◆ **Bloc de texte**
━━━━━━

Dans les petites espèces tout au moins, et notamment dans le moineau, la fauvette, la mésange, le rouge-gorge, le pinson, le signe de l’amour est ce même tremblement de l’aile que l’on voit en l’oisillon. L’enfance revient ici, par le besoin que l’amour a du semblable. Ainsi l’antique image de l’Amour enfant est encore plus juste qu’on ne voudrait le croire. Qui aime redevient enfant, et se signifie à lui-même, par d’anciens signes, et bien émouvants pour lui, qu’il est de nouveau au nid et en dépendance. Ce retour des signes fait scandale en un homme qui se veut gouverner. La timidité s’explique assez par ce retour d’enfance, exprimé avec force, et sans notre permission, par des mouvements du corps qui signifient tout autre chose que la puissance ; bref, notre mimique va toujours au-delà de nos pensées, et quelquefois contre ; en sorte que le fier Alceste se trouve devant Célimène[3], et bien malgré lui, semblable à ces oisillons tremblants. L’humiliation n’est pas loin ; cette peur de soi non plus, qui annonce la colère. Et, puisque le courtisan est mis à certains égards dans la situation de l’amoureux, ainsi que le commun langage nous le rappelle, il est assez plaisant de penser que les signes de l’enfance nous reviennent aussi devant un roi ou un ministre, dans le moment même où nous voudrions prouver puissance au contraire et âge viril.

━━━━━━

◆ **Consignes et exigences**
Poursuivez le texte ci-dessus sur l'amour et le retour des signes de l'enfance, en reprenant après sa dernière phrase.

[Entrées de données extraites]
━━━━━━

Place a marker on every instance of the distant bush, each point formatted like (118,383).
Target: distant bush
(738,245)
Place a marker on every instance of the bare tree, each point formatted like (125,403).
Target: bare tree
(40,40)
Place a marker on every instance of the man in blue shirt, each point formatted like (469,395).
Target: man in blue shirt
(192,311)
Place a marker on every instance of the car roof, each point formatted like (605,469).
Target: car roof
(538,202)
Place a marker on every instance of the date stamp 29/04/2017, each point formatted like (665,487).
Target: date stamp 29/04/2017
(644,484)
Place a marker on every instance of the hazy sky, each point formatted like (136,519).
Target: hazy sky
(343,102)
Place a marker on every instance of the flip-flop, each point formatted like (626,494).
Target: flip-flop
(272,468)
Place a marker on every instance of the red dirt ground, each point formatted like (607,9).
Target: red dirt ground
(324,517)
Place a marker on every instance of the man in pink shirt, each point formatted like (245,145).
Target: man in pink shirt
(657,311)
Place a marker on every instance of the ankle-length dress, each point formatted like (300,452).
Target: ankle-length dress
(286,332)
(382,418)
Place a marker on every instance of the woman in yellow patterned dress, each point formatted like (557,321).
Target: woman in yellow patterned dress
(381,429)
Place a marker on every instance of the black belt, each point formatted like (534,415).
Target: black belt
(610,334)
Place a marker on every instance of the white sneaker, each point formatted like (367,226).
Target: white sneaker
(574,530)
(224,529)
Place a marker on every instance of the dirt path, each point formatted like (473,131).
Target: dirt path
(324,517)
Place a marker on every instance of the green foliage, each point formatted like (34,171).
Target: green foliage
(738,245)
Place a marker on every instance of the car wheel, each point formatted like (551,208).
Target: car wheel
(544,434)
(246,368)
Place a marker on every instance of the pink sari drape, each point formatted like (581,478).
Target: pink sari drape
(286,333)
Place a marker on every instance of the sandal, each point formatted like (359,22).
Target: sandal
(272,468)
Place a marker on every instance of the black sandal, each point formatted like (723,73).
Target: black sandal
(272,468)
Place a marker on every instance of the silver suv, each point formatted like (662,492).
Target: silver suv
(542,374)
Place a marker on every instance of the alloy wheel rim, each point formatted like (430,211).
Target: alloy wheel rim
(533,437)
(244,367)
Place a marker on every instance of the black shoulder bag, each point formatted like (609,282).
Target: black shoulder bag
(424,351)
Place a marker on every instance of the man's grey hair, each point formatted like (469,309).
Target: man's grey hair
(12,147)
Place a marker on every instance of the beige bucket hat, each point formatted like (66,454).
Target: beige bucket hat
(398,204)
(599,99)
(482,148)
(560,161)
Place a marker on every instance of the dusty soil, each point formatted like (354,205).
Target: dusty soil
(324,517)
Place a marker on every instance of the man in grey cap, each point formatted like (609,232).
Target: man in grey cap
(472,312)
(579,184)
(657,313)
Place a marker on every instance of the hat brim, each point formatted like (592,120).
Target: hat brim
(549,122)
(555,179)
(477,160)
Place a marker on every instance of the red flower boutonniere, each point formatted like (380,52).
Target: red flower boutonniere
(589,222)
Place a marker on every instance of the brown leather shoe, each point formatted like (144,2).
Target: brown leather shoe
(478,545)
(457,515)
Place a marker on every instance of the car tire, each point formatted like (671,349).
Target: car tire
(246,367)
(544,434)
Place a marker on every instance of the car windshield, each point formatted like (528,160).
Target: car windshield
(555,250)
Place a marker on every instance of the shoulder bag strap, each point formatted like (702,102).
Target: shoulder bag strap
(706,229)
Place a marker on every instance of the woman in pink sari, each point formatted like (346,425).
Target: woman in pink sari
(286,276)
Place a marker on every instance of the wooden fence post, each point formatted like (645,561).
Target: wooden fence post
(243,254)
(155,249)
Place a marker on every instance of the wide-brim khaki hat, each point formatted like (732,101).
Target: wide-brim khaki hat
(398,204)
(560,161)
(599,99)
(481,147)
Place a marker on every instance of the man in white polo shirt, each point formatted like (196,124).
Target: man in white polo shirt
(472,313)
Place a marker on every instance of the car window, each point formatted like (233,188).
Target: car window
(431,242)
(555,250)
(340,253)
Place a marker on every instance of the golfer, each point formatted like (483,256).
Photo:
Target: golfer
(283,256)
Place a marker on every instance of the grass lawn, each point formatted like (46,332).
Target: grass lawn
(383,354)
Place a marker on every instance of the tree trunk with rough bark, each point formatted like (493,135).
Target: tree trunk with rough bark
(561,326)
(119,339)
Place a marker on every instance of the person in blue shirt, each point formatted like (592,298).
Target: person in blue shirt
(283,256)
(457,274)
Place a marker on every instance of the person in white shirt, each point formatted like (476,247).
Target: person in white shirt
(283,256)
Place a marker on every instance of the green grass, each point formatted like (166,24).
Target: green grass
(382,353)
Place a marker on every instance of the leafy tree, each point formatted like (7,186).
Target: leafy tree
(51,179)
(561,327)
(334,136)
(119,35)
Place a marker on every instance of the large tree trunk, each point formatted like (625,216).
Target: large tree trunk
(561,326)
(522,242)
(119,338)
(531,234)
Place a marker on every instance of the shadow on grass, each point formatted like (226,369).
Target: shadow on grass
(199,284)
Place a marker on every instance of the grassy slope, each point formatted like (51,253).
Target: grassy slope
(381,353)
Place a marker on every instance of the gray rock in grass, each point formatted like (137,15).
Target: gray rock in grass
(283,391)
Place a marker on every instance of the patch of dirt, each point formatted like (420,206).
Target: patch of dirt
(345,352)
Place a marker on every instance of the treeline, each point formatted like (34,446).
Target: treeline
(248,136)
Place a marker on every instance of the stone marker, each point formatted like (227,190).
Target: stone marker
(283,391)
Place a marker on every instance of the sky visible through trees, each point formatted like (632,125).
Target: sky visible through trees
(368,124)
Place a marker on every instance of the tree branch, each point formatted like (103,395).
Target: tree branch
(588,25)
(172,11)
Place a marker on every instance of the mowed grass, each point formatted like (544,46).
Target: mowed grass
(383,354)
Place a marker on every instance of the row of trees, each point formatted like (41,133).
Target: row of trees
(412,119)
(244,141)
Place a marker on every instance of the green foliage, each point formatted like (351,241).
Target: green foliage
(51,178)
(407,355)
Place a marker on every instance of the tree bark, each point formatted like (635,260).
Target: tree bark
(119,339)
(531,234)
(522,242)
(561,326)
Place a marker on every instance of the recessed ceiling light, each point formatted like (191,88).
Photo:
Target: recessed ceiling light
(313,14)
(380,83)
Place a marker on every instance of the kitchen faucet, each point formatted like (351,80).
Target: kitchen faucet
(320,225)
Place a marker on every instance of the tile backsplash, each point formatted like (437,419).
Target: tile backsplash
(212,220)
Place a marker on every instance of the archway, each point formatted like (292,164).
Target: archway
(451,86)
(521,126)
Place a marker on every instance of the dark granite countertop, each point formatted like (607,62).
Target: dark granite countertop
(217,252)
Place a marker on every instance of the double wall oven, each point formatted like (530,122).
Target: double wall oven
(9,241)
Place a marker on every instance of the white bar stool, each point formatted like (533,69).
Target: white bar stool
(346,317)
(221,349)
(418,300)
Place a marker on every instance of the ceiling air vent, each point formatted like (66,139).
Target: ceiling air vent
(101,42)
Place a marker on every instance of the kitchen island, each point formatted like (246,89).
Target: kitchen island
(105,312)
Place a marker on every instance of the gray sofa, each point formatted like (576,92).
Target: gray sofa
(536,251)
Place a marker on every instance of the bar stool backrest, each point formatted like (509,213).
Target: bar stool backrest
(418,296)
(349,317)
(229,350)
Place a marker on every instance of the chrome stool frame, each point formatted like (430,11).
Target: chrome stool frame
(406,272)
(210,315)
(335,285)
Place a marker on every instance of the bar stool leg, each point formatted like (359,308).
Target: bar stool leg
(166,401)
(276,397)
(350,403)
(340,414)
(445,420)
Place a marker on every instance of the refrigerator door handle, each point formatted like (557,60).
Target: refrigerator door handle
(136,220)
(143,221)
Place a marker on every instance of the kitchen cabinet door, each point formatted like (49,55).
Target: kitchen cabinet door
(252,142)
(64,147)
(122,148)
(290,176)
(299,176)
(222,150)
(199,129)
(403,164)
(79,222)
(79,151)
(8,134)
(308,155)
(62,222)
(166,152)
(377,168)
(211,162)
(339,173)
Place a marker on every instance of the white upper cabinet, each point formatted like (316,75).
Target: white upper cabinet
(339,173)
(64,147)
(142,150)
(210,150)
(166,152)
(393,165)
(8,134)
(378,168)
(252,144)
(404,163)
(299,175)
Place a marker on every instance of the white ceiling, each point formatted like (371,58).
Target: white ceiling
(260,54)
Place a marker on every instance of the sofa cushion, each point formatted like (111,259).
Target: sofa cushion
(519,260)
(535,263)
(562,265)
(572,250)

━━━━━━

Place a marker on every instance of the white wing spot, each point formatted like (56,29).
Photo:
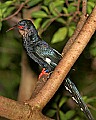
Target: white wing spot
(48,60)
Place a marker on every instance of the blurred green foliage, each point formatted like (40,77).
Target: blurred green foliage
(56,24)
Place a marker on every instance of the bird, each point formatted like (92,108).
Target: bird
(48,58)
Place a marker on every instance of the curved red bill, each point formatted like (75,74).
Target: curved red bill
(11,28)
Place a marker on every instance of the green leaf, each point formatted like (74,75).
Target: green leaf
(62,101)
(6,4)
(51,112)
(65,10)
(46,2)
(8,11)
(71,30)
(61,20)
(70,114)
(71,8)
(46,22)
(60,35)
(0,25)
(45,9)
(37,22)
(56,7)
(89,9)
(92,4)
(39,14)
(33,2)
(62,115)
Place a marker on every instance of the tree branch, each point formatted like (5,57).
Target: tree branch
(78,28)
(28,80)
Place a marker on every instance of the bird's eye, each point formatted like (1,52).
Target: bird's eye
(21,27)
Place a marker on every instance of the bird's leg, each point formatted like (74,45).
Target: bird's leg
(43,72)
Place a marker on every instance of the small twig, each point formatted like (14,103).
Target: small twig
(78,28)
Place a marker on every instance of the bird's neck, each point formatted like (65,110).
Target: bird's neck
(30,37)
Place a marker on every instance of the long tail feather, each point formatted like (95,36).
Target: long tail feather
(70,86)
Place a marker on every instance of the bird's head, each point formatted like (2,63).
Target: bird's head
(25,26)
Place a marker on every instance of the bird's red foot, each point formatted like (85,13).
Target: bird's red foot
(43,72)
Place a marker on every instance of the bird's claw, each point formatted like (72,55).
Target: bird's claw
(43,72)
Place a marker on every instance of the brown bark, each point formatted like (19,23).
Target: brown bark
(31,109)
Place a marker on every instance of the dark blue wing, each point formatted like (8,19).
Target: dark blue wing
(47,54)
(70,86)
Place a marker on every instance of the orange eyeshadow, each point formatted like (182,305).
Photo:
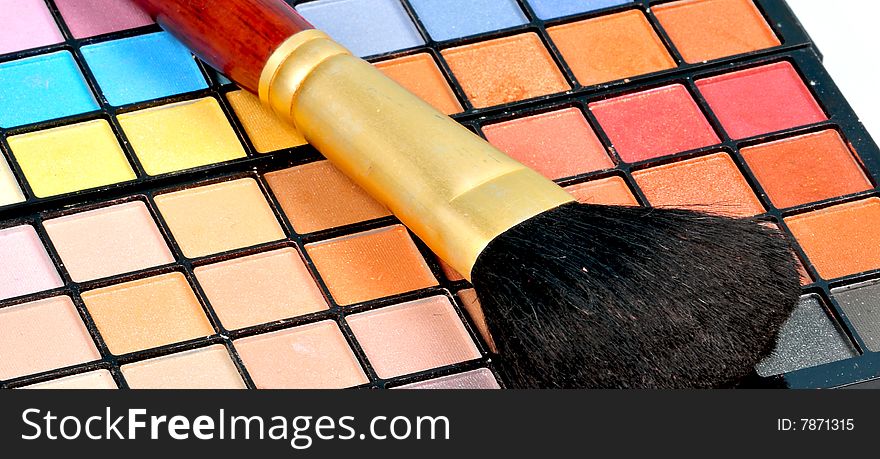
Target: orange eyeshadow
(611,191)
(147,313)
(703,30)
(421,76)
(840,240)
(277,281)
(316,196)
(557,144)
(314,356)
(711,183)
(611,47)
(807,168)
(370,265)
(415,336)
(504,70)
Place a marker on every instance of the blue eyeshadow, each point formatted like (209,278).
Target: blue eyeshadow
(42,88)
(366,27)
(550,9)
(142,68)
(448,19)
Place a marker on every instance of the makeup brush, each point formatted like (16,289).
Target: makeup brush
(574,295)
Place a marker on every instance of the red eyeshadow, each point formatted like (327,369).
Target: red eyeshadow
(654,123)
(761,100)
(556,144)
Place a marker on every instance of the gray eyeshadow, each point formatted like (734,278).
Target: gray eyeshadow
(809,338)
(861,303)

━━━━━━

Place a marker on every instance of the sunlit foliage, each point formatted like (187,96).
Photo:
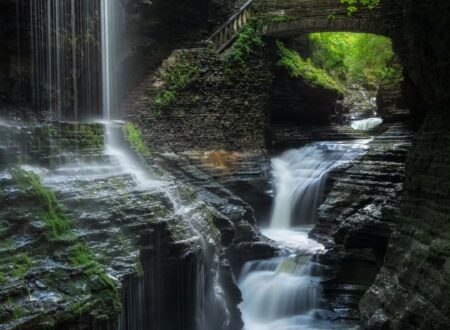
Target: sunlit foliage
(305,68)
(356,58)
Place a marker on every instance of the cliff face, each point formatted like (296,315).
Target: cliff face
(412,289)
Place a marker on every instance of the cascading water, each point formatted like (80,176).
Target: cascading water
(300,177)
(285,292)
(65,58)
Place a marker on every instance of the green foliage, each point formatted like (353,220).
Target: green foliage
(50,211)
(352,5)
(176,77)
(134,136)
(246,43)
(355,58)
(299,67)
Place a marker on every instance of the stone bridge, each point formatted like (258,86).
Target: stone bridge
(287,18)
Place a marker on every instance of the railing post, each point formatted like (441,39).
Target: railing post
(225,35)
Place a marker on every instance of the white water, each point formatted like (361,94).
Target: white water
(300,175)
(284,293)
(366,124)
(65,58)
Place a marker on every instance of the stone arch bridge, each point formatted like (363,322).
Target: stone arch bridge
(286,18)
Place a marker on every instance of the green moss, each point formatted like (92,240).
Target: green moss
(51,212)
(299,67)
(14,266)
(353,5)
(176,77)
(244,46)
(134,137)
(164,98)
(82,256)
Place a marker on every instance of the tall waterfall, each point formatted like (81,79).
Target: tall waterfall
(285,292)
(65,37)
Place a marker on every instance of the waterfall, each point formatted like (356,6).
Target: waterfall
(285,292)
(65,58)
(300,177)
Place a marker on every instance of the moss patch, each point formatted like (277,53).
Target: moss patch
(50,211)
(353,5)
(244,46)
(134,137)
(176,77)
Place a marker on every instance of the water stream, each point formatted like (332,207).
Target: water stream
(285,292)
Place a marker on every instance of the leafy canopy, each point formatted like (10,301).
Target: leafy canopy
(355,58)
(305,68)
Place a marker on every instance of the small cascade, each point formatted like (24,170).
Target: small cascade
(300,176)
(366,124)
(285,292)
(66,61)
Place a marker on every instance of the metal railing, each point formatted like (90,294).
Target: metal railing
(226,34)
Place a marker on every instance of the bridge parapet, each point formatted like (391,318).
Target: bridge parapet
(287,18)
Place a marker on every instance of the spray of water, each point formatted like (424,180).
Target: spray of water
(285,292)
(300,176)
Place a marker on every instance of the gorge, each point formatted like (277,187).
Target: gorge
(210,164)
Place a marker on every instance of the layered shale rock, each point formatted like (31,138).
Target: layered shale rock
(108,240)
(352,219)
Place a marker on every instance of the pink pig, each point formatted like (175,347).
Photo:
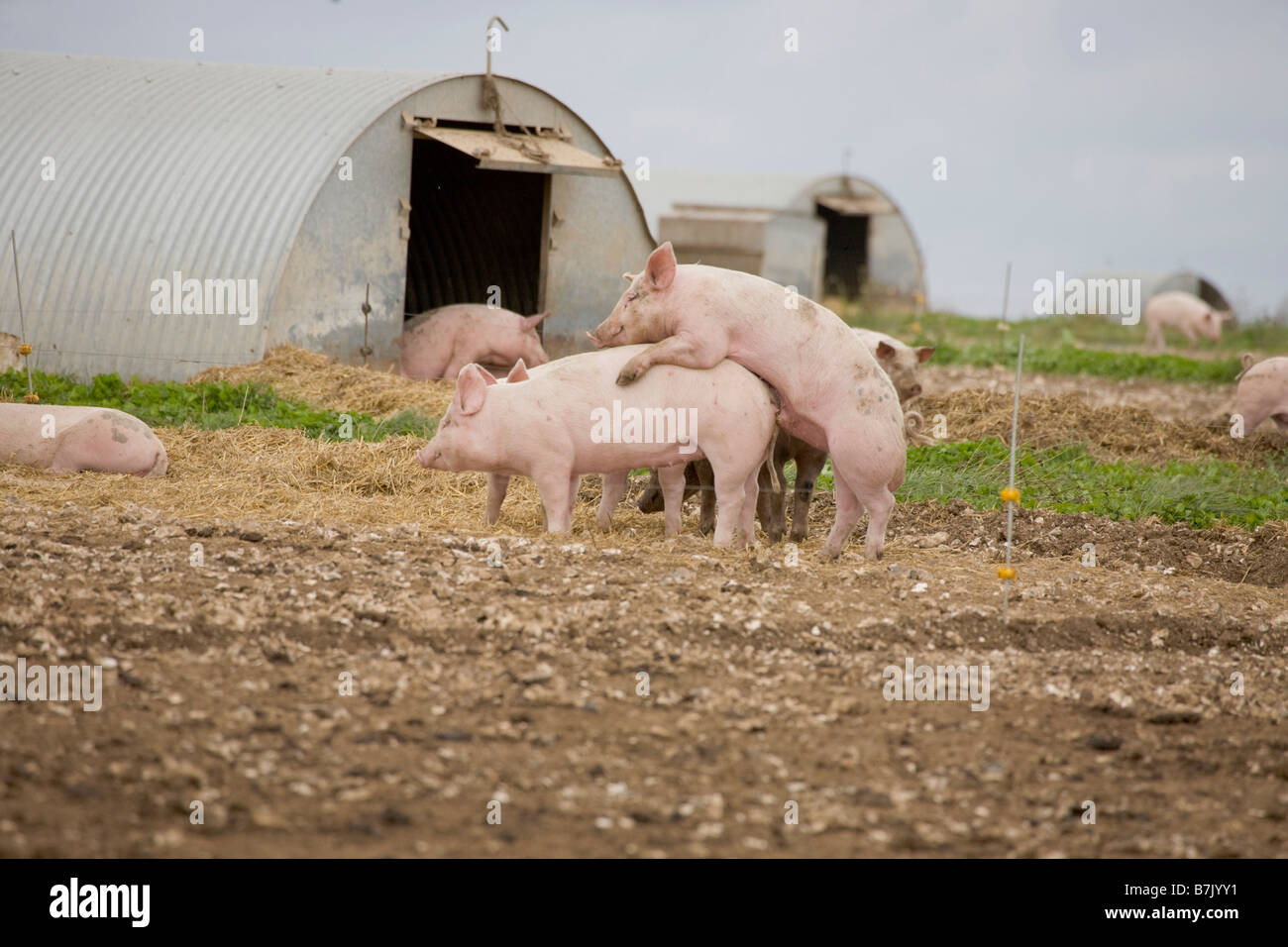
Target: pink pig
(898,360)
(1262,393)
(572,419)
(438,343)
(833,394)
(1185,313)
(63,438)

━━━━━━

◆ **Réponse**
Je saute de là aux saluts de cour, qui inclinent l’homme selon sa plus ancienne attitude. Et, par un saut encore plus hardi, faute de vues suffisantes, je reviens aux saluts du pinson amoureux, qui sont réglés comme un menuet, trois petits pas, un salut, et ainsi plusieurs fois, sur un demi-cercle très exactement tracé. Ces étonnantes cérémonies, que l’on finit par observer dès que l’on sait rester immobile, passent de loin notre physiologie ; mais c’est qu’aussi elle cherche souvent mal, occupée à torturer la nature comme un enfant qui éventre sa poupée, alors que la condition évidente de ces difficiles observations est de se tenir tranquille. Il n’y aurait jamais eu d’astronomie si nous avions pu mettre la main au système solaire et y changer quelque chose. La grande leçon de l’astronomie est qu’il faut tout contempler astronomiquement, tout, même la coquette, même le ministre. Toutes les fois que vous étendez seulement la main, une vérité s’envole.
Alain, Esquisses de l’homme (1927), VII Signes, Propos du 10 juillet 1925.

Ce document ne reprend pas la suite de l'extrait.